TO DO: Which lines below contain the string "fence", matching case exactly? Return each of those lines in full.

SUPPLIED ENTRIES:
# # # # # # #

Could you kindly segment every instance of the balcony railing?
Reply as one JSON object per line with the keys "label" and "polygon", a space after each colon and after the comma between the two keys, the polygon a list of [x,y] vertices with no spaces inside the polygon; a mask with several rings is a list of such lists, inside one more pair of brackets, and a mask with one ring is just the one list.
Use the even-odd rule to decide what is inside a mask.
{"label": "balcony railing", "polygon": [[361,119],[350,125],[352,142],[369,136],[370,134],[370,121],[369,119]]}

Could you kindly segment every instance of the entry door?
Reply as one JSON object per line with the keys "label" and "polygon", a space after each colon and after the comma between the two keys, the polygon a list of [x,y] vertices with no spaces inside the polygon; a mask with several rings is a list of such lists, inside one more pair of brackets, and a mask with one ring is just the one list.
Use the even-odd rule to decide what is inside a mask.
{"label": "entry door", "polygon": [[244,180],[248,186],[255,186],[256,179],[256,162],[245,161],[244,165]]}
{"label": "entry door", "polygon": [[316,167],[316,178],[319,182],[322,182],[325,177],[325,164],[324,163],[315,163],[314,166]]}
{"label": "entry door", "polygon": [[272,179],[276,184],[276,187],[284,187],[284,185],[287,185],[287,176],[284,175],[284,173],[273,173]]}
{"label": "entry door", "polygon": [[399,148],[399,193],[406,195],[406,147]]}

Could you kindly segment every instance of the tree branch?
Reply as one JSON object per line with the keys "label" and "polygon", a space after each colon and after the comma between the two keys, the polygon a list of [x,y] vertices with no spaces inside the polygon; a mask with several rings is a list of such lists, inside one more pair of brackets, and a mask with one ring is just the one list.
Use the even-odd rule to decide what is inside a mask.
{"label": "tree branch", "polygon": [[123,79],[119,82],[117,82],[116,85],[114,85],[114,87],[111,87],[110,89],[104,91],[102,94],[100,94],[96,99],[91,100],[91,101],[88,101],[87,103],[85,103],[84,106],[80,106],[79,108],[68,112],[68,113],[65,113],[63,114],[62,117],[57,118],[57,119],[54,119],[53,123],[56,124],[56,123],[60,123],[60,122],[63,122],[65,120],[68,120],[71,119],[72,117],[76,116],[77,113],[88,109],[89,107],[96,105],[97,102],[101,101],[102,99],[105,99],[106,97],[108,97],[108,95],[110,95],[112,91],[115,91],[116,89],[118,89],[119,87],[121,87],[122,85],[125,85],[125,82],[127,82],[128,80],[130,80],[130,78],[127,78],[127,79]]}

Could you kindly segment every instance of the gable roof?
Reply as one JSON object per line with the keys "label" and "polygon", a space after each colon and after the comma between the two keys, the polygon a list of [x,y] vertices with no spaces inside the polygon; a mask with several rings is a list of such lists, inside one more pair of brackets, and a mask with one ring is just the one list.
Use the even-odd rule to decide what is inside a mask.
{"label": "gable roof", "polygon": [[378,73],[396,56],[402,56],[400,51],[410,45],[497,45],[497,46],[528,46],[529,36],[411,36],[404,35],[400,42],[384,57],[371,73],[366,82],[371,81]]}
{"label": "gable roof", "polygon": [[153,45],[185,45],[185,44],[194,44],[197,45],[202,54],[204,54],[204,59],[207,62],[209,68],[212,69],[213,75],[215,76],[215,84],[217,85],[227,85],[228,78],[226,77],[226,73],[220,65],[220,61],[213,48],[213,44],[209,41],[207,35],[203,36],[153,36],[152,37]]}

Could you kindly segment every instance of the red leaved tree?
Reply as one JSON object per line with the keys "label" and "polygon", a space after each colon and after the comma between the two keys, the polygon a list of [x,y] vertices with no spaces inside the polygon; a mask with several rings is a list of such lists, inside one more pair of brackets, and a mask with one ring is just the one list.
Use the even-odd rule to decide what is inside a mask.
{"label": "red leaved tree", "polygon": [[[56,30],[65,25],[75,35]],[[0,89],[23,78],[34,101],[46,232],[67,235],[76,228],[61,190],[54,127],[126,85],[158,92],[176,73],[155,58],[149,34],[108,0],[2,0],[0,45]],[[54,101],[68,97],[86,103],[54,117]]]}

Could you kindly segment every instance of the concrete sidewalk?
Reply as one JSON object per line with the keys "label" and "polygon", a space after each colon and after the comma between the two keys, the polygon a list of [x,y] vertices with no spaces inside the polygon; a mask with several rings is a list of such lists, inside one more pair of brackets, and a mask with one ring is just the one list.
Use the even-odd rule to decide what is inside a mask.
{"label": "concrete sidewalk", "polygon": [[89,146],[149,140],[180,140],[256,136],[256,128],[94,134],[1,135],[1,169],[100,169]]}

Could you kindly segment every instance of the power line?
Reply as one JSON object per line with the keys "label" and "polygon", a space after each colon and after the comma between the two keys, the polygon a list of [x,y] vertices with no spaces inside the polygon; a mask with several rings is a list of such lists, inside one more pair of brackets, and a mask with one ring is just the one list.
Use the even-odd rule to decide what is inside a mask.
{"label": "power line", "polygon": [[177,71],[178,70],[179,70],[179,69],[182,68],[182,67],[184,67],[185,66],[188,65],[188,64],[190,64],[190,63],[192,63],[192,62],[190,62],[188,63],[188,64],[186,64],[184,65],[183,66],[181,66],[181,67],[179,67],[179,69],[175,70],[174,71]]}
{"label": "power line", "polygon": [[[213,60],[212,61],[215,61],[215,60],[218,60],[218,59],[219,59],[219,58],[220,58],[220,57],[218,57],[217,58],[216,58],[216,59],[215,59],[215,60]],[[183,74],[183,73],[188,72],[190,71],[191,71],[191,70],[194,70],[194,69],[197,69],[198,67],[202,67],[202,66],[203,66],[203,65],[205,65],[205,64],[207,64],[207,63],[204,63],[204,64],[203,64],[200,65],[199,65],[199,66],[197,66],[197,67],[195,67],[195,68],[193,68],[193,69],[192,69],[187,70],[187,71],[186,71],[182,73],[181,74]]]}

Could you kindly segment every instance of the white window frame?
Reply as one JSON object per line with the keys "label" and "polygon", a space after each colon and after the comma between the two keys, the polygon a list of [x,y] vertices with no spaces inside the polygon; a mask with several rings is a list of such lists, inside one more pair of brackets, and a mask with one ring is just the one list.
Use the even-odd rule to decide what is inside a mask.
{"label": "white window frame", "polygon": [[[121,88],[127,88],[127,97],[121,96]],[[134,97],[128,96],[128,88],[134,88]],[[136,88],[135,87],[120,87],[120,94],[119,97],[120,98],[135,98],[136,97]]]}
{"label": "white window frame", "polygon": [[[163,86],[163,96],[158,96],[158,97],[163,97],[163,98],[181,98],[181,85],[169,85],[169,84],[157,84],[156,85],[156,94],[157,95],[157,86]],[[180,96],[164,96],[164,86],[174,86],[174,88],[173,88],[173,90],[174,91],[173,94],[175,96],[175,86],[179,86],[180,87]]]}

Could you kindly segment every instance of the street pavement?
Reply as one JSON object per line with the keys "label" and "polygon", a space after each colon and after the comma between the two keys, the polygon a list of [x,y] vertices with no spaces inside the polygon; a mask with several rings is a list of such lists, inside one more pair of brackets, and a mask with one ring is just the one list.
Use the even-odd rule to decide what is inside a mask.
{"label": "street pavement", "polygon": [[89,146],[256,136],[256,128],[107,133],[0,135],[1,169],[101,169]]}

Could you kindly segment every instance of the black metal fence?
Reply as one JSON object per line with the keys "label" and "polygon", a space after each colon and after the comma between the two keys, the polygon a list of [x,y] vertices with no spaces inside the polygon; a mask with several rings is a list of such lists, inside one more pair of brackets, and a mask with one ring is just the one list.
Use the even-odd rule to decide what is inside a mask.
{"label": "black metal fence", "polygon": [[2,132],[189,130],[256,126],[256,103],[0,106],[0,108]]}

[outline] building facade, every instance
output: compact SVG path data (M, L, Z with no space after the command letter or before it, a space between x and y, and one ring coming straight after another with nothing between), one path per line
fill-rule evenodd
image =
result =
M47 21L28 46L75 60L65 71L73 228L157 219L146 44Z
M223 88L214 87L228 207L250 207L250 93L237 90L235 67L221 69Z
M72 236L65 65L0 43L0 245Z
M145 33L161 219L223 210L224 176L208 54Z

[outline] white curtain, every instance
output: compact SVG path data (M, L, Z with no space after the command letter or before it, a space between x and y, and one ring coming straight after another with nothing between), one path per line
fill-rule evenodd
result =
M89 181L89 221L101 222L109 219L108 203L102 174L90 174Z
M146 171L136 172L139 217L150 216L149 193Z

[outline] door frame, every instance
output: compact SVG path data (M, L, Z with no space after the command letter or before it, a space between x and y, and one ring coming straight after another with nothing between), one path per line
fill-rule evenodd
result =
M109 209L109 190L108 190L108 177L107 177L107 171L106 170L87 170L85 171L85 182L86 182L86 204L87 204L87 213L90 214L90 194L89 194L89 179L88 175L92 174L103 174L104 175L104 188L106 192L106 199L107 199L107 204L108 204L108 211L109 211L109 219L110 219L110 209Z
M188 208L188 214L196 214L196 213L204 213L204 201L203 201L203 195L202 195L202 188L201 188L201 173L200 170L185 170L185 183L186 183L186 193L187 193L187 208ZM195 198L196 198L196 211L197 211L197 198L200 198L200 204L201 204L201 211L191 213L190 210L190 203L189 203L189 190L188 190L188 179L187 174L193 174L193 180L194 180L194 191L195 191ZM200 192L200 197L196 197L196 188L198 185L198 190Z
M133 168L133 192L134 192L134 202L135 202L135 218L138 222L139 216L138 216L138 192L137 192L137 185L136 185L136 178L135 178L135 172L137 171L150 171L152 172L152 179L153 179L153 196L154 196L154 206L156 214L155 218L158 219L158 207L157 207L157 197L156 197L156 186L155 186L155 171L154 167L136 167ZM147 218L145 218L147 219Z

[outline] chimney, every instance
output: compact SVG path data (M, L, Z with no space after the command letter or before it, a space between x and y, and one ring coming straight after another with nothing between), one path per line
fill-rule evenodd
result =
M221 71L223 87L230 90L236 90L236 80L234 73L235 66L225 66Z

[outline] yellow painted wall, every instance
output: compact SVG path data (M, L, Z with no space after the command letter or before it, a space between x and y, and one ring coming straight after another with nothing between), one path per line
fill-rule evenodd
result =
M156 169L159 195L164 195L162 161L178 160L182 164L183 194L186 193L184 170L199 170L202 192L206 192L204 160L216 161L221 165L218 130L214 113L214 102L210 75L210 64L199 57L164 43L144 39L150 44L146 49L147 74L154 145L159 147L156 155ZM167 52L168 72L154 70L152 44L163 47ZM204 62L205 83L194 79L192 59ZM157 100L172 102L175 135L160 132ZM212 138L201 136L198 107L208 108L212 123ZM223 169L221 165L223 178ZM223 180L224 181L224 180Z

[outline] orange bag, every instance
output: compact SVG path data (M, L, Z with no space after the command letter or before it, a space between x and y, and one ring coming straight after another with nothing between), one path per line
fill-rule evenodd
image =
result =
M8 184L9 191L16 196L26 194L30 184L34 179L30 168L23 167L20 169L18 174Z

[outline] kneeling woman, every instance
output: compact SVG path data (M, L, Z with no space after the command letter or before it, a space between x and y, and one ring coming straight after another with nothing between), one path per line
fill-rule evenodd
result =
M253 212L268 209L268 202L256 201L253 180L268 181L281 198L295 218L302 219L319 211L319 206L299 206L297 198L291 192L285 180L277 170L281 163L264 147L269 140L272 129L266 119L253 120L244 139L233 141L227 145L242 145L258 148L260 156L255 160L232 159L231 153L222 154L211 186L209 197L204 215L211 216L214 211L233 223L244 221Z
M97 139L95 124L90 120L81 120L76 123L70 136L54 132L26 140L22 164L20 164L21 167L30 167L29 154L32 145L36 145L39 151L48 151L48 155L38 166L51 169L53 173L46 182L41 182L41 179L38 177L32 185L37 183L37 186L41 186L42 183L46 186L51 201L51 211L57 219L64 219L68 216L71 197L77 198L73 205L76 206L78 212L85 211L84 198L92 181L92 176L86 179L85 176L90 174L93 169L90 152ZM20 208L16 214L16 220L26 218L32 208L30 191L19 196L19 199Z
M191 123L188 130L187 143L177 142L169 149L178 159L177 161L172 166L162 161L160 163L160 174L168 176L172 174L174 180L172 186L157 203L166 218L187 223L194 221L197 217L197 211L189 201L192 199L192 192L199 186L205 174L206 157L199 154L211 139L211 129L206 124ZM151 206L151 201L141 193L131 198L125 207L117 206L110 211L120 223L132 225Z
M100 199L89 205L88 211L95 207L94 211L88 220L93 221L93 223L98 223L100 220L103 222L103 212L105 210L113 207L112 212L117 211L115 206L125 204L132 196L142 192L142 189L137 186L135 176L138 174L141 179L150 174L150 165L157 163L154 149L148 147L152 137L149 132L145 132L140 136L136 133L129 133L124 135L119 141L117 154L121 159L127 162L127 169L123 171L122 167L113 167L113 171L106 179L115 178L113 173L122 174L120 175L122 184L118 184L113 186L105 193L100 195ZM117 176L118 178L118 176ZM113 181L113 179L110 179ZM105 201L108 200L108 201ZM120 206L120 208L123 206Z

# # # # # # #

TASK RESULT:
Could you kindly segment every instance of the black metal fence?
{"label": "black metal fence", "polygon": [[2,132],[189,130],[256,126],[256,103],[0,106],[0,108]]}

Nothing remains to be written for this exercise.